- _Consignes de travail_: Recopiez fidèlement le passage de l'extrait de page qui va de « Le mercredi 12 » jusqu'à « inspiré ce spectacle. » inclus.

- _Extrait de page_:

───

Mercredi 12 mai 1976

Bagnolet (93)
du 6 au 28 janvier 2006
1h30 environ

Mercredi 12 mai 1976

Le mercredi 12 mai 1976 à Glasgow, Saint-Étienne perdait la finale de la coupe d’Europe de football face au Bayern de Munich. Cette date et cette équipe mythique qu’était Saint-Étienne à cette période restent gravées dans notre mémoire collective, amateur ou non de football. Les souvenirs et témoignages de ceux qui depuis des années se retrouvent dans les tribunes pour partager leur ferveur pour les Verts ont inspiré ce spectacle.

La défaite des Stéphanois
Pourquoi St Etienne ?

───

- _Données brutes_:
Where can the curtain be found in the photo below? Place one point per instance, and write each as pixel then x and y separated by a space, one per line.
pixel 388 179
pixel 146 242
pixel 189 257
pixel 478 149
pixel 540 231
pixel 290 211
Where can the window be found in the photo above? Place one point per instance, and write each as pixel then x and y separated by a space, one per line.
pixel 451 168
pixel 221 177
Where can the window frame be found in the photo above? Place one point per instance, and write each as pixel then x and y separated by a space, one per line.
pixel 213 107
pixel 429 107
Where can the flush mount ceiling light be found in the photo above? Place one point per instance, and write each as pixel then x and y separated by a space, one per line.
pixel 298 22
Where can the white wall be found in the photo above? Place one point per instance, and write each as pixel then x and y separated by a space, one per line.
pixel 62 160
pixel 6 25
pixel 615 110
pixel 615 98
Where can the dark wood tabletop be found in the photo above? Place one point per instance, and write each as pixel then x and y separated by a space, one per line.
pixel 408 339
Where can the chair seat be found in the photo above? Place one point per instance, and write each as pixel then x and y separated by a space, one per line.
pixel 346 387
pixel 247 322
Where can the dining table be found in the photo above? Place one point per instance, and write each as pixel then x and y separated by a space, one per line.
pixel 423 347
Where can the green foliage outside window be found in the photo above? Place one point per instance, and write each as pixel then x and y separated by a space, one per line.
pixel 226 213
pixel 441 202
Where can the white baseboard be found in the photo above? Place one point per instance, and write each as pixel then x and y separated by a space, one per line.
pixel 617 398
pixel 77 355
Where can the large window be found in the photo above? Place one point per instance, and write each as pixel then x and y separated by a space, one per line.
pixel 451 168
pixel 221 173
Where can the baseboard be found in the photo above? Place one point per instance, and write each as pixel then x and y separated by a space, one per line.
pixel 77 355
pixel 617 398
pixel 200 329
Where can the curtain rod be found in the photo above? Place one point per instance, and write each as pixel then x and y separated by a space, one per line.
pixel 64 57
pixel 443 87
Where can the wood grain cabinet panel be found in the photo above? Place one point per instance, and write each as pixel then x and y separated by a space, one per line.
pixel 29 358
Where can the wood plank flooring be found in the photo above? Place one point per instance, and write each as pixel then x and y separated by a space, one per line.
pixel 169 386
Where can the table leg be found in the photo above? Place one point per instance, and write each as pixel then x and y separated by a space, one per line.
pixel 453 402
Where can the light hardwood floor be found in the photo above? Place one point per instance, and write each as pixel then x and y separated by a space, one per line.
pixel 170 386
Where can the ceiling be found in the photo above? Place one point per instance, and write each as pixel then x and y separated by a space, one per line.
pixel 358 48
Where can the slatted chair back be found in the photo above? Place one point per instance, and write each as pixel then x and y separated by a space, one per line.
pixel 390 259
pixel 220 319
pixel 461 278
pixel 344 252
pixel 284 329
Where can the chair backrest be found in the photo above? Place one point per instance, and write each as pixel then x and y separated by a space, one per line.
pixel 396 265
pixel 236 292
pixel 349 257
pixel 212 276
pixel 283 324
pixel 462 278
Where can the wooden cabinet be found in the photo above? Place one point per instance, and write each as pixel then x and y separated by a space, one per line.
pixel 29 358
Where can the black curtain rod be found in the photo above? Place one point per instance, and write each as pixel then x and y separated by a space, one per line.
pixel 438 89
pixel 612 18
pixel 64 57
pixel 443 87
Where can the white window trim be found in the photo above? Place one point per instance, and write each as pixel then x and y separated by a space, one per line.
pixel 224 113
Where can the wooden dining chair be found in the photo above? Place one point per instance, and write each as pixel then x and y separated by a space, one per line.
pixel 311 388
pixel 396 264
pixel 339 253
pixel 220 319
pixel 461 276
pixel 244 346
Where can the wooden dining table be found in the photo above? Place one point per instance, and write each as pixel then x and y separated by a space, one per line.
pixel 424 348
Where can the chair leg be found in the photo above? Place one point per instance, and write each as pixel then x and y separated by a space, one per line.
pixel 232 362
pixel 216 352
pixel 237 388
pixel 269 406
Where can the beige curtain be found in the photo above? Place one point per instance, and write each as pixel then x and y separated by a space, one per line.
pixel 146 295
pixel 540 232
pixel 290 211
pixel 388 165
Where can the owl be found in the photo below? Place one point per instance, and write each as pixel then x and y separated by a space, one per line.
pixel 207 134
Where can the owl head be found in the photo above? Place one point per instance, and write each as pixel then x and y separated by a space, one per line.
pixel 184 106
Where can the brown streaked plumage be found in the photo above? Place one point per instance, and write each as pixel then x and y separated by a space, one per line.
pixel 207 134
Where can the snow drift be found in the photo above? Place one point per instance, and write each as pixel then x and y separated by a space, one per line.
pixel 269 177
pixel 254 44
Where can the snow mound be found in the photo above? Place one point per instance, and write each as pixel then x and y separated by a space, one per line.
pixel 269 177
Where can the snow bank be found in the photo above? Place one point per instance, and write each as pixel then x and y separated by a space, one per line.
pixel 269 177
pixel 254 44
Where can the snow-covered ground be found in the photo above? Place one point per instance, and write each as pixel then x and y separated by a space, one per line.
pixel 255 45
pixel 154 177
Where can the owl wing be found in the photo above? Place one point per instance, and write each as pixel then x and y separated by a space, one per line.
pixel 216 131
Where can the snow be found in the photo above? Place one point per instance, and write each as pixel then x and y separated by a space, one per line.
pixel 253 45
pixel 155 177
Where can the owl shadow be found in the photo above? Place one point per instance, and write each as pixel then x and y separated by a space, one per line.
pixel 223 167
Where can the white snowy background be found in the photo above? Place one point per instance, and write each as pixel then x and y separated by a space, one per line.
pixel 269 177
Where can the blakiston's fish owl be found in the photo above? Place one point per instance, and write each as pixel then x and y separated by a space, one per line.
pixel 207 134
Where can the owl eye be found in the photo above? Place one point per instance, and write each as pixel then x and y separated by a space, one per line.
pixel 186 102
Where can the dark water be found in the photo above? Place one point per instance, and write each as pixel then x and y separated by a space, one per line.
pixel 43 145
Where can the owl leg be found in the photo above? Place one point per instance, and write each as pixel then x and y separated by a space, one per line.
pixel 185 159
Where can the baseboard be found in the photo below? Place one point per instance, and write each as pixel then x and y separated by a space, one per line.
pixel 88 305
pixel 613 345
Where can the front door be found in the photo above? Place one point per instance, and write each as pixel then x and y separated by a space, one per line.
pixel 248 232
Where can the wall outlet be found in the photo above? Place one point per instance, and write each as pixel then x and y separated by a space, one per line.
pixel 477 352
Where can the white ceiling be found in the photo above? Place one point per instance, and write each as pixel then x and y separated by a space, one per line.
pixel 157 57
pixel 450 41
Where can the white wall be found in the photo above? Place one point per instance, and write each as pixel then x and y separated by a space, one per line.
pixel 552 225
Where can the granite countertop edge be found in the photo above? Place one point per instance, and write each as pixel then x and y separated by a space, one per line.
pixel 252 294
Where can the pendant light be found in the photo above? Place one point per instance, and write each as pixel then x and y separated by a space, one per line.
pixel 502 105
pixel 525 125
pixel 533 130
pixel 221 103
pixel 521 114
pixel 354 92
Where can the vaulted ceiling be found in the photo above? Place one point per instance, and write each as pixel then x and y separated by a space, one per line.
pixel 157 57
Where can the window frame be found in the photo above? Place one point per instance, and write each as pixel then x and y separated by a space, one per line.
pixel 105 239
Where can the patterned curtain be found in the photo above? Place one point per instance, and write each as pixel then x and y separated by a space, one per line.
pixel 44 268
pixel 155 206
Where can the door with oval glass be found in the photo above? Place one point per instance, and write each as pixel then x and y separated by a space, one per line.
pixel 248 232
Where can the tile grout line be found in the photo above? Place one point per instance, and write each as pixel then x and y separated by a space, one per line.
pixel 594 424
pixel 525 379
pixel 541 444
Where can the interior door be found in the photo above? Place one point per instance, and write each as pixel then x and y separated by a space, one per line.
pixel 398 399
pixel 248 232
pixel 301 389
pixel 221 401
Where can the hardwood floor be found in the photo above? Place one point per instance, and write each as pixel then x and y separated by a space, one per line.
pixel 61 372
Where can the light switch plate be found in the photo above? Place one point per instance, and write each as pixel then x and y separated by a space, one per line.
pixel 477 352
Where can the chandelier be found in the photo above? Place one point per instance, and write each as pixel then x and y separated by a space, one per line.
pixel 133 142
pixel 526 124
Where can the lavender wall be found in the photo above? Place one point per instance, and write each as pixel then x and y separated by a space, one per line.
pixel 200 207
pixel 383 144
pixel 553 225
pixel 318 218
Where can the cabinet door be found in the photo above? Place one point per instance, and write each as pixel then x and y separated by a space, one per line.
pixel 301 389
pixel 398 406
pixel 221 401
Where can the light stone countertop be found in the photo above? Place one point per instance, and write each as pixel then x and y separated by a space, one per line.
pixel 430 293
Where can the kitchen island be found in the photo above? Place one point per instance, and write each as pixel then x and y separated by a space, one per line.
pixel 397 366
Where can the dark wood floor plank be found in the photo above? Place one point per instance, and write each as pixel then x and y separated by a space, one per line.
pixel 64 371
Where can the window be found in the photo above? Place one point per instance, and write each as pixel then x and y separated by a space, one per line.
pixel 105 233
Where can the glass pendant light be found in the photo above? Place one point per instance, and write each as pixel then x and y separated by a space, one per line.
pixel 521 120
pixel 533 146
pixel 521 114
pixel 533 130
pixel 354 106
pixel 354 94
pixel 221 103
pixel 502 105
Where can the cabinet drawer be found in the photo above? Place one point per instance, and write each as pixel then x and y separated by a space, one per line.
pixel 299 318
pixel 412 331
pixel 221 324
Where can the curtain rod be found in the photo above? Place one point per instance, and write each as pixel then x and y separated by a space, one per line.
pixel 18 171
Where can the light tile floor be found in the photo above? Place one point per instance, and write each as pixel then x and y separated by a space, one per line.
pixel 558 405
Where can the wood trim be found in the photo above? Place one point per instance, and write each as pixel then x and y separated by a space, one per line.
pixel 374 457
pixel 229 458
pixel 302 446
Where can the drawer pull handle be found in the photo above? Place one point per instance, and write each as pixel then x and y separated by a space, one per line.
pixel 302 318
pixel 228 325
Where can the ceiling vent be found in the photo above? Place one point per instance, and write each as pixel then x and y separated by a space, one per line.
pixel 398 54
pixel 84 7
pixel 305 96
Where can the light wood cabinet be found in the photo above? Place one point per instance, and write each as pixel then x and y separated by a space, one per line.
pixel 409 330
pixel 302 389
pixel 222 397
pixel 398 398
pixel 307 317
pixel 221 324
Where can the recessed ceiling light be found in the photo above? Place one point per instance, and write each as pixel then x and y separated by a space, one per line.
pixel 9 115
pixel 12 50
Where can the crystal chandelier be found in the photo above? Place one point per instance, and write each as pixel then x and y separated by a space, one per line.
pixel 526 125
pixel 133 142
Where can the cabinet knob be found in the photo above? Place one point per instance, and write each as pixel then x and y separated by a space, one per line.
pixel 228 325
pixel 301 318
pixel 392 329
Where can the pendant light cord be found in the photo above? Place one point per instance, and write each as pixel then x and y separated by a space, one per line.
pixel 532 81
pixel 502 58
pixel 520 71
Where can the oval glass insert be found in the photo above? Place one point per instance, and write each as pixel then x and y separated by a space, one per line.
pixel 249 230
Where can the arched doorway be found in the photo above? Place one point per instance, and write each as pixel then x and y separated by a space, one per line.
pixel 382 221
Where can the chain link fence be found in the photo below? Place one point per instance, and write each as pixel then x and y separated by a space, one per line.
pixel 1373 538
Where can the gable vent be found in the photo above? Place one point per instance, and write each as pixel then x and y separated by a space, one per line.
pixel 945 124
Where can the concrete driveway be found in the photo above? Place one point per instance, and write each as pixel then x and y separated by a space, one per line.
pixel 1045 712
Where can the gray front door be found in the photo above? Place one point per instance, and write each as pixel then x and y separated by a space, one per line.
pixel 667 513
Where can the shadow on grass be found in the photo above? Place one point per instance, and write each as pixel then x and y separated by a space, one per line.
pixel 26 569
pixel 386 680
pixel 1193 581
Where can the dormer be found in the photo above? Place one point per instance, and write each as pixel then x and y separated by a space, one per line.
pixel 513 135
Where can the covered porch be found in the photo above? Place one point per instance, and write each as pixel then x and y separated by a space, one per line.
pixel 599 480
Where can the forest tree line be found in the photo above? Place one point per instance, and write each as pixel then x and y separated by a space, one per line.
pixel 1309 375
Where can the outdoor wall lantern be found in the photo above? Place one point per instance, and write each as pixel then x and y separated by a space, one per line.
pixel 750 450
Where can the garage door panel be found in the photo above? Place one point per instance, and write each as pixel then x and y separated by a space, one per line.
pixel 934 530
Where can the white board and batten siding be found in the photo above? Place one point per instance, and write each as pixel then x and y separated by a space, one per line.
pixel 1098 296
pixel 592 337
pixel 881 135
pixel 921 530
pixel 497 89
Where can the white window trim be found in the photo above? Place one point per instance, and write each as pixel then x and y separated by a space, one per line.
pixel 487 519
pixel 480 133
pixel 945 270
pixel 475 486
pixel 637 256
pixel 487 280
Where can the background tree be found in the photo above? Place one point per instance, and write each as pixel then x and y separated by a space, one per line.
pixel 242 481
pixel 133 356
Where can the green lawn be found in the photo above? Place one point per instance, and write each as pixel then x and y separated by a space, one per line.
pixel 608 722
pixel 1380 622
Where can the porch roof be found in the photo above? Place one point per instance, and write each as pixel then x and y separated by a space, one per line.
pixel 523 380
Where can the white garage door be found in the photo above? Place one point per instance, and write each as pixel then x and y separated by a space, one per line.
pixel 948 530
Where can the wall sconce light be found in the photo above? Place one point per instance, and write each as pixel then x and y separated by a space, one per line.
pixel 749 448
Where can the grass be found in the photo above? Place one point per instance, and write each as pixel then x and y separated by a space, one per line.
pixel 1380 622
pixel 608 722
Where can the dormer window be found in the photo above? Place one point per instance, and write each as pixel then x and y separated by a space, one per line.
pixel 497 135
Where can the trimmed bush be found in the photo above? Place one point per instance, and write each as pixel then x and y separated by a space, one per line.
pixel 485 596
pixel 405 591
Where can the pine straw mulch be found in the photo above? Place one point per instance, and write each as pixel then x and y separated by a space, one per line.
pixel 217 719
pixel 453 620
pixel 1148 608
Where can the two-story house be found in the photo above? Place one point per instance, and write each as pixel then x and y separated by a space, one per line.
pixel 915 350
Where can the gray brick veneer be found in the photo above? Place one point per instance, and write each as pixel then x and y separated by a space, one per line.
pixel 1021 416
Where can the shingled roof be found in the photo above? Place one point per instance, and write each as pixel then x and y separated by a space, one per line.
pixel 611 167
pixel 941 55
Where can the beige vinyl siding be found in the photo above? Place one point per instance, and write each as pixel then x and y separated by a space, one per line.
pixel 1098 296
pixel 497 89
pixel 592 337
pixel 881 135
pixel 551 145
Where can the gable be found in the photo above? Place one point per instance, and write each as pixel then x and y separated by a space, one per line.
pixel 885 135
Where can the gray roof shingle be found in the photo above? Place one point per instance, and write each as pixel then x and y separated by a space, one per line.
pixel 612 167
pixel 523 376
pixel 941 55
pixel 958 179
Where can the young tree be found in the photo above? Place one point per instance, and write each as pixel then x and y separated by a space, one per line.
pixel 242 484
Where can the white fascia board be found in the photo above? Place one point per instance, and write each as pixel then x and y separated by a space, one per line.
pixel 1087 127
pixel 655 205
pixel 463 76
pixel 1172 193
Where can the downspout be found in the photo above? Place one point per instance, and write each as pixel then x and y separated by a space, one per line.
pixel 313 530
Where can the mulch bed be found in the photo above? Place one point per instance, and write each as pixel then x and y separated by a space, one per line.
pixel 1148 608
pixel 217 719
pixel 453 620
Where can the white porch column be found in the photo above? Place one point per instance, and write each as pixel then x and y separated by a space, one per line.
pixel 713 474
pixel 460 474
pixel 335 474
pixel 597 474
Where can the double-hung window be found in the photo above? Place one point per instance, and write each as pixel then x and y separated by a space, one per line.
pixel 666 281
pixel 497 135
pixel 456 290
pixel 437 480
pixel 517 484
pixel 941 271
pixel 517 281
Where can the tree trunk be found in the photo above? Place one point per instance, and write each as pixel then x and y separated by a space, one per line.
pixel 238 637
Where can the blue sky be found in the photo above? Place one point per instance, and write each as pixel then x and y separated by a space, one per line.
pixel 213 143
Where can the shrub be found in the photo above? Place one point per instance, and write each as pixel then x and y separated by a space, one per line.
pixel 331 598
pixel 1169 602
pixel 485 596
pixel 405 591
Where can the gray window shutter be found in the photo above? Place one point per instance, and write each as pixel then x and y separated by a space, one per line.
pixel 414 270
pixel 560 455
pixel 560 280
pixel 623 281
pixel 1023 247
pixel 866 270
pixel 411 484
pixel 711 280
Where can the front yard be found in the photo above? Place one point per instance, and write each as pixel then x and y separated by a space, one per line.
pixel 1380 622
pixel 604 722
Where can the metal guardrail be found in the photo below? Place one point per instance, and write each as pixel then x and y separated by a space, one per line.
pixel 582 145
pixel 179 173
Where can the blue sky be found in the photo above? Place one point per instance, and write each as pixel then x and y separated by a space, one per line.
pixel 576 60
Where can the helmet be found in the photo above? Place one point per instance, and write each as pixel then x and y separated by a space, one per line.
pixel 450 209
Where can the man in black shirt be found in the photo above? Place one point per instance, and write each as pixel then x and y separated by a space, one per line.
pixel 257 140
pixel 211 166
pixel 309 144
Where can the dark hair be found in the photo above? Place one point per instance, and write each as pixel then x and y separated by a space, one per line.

───

- _Réponse rédigée_:
Le mercredi 12 mai 1976 à Glasgow, Saint-Étienne perdait la finale de la coupe d’Europe de football face au Bayern de Munich. Cette date et cette équipe mythique qu’était Saint-Étienne à cette période restent gravées dans notre mémoire collective, amateur ou non de football. Les souvenirs et témoignages de ceux qui depuis des années se retrouvent dans les tribunes pour partager leur ferveur pour les Verts ont inspiré ce spectacle.